This was very typical at Google. Whether it was information retrieval or underlying infrastructure, these were the core capabilities supporting the company's growth and naturally held higher status internally.

The reason I was attracted to Google initially was largely because they launched products like Gmail. These products seemed more "user-experience-oriented" at the time, with directions that were relatively open and full of imaginative space. But within the company, their status could never compare to core businesses like Search.

For example, the Google Calendar project I participated in was mainly aimed at the consumer market, although it also had some enterprise sales scenarios. But from a business perspective, it wasn't the company's revenue core. To some extent, we were more like a "service-support" product team rather than the type of business that directly generates revenue. That was roughly the situation back then.

Ryan: You eventually left Google. Judging from your posts, your time at Google was a bittersweet experience. So what prompted you to choose to leave?

Michael: I worked at Google for four years. To be honest, the key factor that made me choose to leave was personal planning. First, after working for four years, I had some spare money, so I had more choices to consider. More importantly, I discovered I had a bad habit: I always liked to pour all my energy into projects that were very important to me personally but not necessarily important to Google. For instance, the Calendar project I was responsible for fell into this category.

Later, I switched to working on the efficiency tool Google Tasks, which was a tiny functional module under Calendar. The user base was two orders of magnitude smaller than Calendar, but I was still passionate about it. Equally fascinating to me were the JS infrastructure and the Closure tool suite. These projects were certainly exciting, and I enjoyed the development process and felt proud of my contributions—I even wrote a book specifically for Closure, so I was full of drive. But from a career development perspective, this wasn't the wisest choice, right?

I thought to myself, I'm dealing with high-quality engineering problems, so why is it always others getting recognized? What's the point of working so hard? Maybe choice really is greater than effort, so I realized perhaps it was time to try a different path: either focus on the career I'm passionate about or devote myself to the direction the company values most.

Ryan: Later, you returned to a big tech company, joining Facebook at the time. I understand you were already an expert in the JS field, and your first major project at Meta was building a toolchain for the Android codebase. Can you tell us the behind-the-scenes story of your involvement in this project?

Michael: At that time, there was a very clear direction within the company: Facebook was going to make a phone.

Although there had been some failed attempts before, the atmosphere this time was clearly different; everyone generally felt "this time we're really going to make it happen." The company's plan was to partner with HTC to customize Android and make some new attempts on that basis.

DATA RECORDS
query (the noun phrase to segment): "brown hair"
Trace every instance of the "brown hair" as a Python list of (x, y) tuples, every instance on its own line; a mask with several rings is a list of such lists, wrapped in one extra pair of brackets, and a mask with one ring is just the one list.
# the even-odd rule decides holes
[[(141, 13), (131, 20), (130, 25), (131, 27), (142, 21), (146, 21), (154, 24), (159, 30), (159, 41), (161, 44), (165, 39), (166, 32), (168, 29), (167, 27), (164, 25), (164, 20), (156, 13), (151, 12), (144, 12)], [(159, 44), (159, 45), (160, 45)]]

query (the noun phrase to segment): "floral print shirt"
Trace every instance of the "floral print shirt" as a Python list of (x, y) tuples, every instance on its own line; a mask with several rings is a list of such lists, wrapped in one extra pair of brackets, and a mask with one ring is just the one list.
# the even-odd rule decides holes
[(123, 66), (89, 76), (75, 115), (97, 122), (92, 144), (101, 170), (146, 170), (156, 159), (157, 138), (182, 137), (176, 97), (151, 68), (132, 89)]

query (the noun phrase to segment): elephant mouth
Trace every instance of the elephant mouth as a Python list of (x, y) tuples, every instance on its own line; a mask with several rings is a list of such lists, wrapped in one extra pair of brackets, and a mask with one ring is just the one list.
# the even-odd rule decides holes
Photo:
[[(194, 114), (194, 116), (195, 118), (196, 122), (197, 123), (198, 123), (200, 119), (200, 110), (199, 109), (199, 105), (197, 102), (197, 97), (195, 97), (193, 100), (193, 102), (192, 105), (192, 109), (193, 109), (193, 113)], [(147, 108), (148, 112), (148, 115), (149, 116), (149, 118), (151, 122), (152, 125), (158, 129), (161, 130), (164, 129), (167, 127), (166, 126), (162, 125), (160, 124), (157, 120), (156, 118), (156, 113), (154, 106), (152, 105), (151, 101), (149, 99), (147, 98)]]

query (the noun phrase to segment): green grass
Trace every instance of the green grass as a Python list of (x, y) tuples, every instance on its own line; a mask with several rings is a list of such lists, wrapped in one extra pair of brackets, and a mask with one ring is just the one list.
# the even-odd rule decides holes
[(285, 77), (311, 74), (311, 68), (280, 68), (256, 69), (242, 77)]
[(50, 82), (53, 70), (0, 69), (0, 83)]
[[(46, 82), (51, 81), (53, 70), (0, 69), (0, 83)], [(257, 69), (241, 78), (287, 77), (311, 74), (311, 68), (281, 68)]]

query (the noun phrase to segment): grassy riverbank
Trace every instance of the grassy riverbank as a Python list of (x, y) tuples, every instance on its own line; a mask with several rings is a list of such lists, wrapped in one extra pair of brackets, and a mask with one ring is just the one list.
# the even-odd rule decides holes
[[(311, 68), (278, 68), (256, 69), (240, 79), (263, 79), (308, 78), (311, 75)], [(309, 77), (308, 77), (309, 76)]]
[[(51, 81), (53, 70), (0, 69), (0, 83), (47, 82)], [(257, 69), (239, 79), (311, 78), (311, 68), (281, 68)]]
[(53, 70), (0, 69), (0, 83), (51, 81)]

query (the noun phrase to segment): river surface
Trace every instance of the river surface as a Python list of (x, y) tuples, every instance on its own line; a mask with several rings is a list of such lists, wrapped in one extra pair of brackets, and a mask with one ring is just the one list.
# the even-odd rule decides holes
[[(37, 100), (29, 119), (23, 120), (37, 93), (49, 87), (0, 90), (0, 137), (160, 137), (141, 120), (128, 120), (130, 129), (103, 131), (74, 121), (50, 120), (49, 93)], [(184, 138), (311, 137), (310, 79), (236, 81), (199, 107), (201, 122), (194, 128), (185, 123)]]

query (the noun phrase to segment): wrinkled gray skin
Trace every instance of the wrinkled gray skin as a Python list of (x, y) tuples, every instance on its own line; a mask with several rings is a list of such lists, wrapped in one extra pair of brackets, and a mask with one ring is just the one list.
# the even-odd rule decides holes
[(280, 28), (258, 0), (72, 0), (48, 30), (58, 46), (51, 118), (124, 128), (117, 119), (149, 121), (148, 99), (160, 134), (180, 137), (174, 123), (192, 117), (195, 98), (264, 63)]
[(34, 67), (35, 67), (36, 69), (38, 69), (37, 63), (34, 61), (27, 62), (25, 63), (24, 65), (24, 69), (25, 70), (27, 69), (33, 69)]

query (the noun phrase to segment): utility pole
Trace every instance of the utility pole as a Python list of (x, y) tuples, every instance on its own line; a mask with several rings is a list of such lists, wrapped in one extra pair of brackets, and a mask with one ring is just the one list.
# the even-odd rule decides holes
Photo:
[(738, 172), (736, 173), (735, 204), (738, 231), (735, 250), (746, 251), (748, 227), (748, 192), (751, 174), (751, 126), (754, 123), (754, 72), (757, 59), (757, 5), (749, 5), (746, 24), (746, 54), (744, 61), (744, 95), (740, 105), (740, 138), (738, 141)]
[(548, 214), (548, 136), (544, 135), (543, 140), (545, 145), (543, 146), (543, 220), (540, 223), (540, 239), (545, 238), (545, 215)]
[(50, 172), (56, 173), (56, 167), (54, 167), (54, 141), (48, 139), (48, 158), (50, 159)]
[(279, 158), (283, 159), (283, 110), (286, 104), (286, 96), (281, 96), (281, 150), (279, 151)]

REQUIRED TASK 1
List every company name that appears in the interview about Michael's years at Google and Facebook.
REQUIRED TASK 2
Resume the interview about Michael's years at Google and Facebook, starting right after its final sentence.
None of the material is needed for this work.

WRITTEN RESPONSE 1
Google, Facebook, Meta, HTC

WRITTEN RESPONSE 2
For me, having just joined the company, this was very exciting. I had done quite a bit of Java-related work before—although overall I leaned more towards JavaScript, but this project gave me the opportunity to touch more Java.

At that time, there was also a direction inside the company called "Face Web," which was essentially hoping to move the HTML5 and Facebook Web experience directly to mobile phones. But very quickly, everyone realized this path wouldn't work. Meanwhile, one thing became increasingly clear: the mobile end would become the key battlefield determining the company's success or failure.

It was also around this time that a friend told me: "I know you really like JS, but it's best to devote more energy to drilling into Java or Objective-C now, otherwise switch to product management." Looking back, this was indeed a very important and very timely piece of advice.

I thought to myself: I really don't like Objective-C, Java is better. So, I joined the project. Our timeline was extremely tight at the time because, unlike most other projects, this one had a hard deadline. Other projects could be released once completed normally, but this one required submitting results to HTC on time to ensure they had enough time to burn the code into phones around March 1st.

So the whole process was a mad dash, and the initial Android codebase was actually taken directly from an outsourced contractor hired by Google. Big tech companies are pretty much the same; Facebook didn't want to develop native apps themselves, so they paid someone else to do it. As a result, after the app went online, the contractor washed their hands of it, dumping the code on us. Actually, Google should have just thrown away that pile of junk they had before, but they kept holding onto it—we received that mess, and the requirements for iteration speed were quite high.

I believe friends who have done long-term web development are used to the workflow of editing first and then refreshing. But the Android build system was... particularly rough. Build tools like Ant simply couldn't be modularized; we could only try to forcibly split them into four or five modules.

Every development cycle was painful. I thought to myself: We must reorganize this build system. I've done quite a bit of work in Java; it shouldn't be this slow, it shouldn't be this laggy during iterative builds. Facebook has a hackathon culture, so I decided to organize a hackathon to directly build a new build system. Aiming for the style of Google's build system, let's get it done cleanly and efficiently.

Actually, there was another build system in the company at that time called FB Build, which was itself a "knock-off" version of Google's build system. It was written in Python and only supported C language; but at that time I thought, either fix this thing, or lie flat and rot... or just quit. After all, fixing old projects is the most annoying.

Ryan: If you hadn't fixed it, would you have quit?

Michael: At least I would have applied to switch projects, or found a way to make myself happy, so I could come to work happily every day. I come to work to write code, to get things done, and to maximize my abilities as much as possible.

It's quite interesting. Looking back, I still admire the people around me at that time—almost everyone told me that what I was doing was a terrible idea. Basically, no one was optimistic about it, except for one person.

At that time, I held the position of Senior Android Engineer, and no one really stopped me. People would express opposition, but they wouldn't directly say "no." This felt a bit different from my experience at Google—at Google, many things would be explicitly vetoed.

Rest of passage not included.